> **Task**: In the entries below, find the line containing "task | one point per instance, each pair like [253, 332]". Copy it and all lines after it, exactly, through the end.

> **Excerpted records**:
-=-=-=-=-

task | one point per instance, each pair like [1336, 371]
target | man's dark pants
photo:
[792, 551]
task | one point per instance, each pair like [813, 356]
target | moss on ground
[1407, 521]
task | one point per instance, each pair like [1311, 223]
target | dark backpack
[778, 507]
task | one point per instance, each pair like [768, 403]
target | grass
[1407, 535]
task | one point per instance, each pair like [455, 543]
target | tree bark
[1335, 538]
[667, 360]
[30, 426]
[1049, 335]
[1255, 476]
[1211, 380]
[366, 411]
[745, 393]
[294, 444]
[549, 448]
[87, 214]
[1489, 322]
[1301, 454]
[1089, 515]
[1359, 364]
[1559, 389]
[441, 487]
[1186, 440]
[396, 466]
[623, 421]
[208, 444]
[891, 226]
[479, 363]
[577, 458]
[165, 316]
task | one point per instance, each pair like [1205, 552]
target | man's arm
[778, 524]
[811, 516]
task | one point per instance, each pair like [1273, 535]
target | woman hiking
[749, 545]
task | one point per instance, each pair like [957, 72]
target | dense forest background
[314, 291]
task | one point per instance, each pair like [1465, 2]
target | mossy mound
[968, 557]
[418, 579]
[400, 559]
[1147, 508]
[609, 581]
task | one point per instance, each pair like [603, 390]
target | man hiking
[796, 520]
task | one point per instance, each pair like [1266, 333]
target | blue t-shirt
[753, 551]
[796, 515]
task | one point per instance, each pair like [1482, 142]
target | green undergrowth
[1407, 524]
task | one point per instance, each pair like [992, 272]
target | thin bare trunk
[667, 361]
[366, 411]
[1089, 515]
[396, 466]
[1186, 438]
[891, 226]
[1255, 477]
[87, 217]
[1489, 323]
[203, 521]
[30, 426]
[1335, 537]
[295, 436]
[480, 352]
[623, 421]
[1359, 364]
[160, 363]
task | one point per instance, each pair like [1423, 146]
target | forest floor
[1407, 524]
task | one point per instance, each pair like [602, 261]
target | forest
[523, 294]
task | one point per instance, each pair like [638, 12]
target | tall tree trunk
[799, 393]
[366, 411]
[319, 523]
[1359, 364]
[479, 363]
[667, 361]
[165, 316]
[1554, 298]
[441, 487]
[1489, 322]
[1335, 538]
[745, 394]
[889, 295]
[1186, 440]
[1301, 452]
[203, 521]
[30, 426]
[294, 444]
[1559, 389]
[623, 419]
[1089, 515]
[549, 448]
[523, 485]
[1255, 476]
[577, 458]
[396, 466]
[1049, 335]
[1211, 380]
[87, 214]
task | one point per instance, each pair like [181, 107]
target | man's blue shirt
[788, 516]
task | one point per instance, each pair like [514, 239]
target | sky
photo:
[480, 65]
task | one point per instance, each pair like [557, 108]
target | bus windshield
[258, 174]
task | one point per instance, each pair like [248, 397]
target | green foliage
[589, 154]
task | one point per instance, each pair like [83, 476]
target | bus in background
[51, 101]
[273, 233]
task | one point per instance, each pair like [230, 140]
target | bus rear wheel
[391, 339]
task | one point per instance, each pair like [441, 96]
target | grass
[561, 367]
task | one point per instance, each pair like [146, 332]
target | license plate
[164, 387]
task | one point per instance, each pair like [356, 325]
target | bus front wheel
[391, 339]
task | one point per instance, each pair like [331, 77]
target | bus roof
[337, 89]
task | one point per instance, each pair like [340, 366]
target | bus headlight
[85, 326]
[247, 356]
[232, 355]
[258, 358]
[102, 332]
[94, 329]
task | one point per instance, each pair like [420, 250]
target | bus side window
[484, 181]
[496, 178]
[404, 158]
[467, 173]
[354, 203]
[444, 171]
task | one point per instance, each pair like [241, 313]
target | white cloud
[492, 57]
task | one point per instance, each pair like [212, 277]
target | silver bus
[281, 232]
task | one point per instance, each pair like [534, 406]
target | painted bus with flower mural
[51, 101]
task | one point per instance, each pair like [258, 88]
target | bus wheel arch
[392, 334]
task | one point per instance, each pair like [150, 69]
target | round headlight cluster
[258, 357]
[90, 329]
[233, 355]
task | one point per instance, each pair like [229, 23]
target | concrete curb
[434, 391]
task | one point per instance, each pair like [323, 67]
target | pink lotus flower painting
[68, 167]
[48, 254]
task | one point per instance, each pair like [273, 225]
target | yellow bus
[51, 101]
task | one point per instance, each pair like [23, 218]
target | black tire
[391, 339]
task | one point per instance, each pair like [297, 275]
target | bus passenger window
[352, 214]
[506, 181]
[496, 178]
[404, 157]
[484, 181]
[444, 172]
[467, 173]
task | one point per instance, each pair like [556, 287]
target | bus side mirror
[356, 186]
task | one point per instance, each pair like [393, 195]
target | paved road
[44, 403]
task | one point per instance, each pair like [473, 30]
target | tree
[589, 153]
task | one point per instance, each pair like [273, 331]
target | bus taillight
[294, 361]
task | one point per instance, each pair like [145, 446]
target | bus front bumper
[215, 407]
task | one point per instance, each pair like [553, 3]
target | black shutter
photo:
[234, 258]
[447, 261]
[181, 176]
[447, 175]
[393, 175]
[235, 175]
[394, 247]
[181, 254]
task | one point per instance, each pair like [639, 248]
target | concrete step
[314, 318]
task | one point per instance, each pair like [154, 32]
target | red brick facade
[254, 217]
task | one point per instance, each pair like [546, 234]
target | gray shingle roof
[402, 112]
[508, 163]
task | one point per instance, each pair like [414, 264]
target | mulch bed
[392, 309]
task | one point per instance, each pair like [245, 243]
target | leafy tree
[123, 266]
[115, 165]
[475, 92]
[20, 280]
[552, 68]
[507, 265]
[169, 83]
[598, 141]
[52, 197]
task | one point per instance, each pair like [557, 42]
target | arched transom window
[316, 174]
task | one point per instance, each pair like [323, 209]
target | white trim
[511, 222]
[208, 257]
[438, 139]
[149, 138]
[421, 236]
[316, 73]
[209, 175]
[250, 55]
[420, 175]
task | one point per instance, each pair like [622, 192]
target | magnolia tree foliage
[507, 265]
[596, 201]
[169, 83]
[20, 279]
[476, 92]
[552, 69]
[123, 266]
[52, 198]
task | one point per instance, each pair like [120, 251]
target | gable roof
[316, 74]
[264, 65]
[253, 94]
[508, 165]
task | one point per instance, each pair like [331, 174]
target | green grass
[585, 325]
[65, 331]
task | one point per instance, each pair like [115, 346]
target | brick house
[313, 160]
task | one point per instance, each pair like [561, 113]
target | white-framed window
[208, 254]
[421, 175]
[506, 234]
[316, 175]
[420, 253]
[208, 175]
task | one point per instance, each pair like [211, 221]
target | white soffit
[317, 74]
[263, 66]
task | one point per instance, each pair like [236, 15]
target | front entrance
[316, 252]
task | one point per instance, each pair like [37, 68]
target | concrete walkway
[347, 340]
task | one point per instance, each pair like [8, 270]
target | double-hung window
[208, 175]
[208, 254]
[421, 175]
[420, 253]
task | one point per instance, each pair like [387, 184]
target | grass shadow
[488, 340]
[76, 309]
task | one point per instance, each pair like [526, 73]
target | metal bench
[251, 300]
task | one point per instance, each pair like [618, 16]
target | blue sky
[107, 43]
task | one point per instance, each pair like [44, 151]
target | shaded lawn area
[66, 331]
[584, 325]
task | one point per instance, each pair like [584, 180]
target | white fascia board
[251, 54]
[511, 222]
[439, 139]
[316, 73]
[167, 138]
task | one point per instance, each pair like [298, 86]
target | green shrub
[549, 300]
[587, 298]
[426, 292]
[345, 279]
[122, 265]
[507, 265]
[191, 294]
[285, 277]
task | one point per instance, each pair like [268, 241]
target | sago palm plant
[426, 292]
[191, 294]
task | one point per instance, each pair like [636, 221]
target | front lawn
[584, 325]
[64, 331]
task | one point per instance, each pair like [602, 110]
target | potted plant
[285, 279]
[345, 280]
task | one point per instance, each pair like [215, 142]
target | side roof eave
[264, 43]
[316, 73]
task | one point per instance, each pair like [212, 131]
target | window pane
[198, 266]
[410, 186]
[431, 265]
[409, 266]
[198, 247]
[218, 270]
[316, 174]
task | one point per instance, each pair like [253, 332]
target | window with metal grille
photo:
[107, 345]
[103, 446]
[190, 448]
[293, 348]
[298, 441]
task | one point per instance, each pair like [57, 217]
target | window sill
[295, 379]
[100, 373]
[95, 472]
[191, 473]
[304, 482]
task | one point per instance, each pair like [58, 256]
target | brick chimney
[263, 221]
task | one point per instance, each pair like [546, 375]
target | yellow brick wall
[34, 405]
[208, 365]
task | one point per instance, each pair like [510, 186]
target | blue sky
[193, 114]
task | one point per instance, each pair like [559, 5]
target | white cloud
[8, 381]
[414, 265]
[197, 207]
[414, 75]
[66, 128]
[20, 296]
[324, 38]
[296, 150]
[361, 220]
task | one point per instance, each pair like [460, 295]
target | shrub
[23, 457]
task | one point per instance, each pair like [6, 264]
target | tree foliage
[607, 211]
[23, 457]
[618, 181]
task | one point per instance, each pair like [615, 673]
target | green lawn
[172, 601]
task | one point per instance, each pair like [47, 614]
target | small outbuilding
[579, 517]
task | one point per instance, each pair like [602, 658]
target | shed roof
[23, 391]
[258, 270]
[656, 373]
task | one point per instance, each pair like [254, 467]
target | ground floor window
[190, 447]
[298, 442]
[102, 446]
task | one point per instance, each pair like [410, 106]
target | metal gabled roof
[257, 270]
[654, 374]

-=-=-=-=-

> **Answer**:
task | one point per instance, each pair like [253, 332]
target | window with metal grille
photo:
[107, 345]
[103, 446]
[190, 448]
[293, 348]
[298, 441]
task | one point per instance, each pair like [57, 217]
target | window sill
[295, 379]
[100, 373]
[95, 472]
[191, 473]
[304, 482]
task | one point per instance, each pair like [58, 256]
target | brick chimney
[263, 221]
task | one point per instance, each pair like [546, 375]
target | yellow brick wall
[34, 405]
[208, 365]
task | one point per instance, each pair like [510, 186]
target | blue sky
[193, 114]
task | one point per instance, each pair like [559, 5]
target | white cloud
[8, 381]
[414, 265]
[197, 207]
[414, 75]
[66, 128]
[20, 296]
[324, 38]
[296, 150]
[361, 220]
task | one point per instance, each pair like [460, 295]
target | shrub
[23, 457]
task | one point per instance, each pair like [6, 264]
target | tree foliage
[607, 211]
[23, 457]
[618, 181]
task | one point per instance, each pair like [615, 673]
target | green lawn
[172, 601]
task | one point per instance, each pair like [47, 614]
target | small outbuilding
[579, 517]
task | one point per instance, each pair like [602, 658]
target | shed roof
[23, 391]
[258, 270]
[656, 373]
task | one point per instance, each pair like [254, 467]
target | ground floor window
[190, 447]
[298, 442]
[102, 446]
task | one point per instance, each pair like [410, 106]
target | metal gabled roof
[257, 270]
[654, 374]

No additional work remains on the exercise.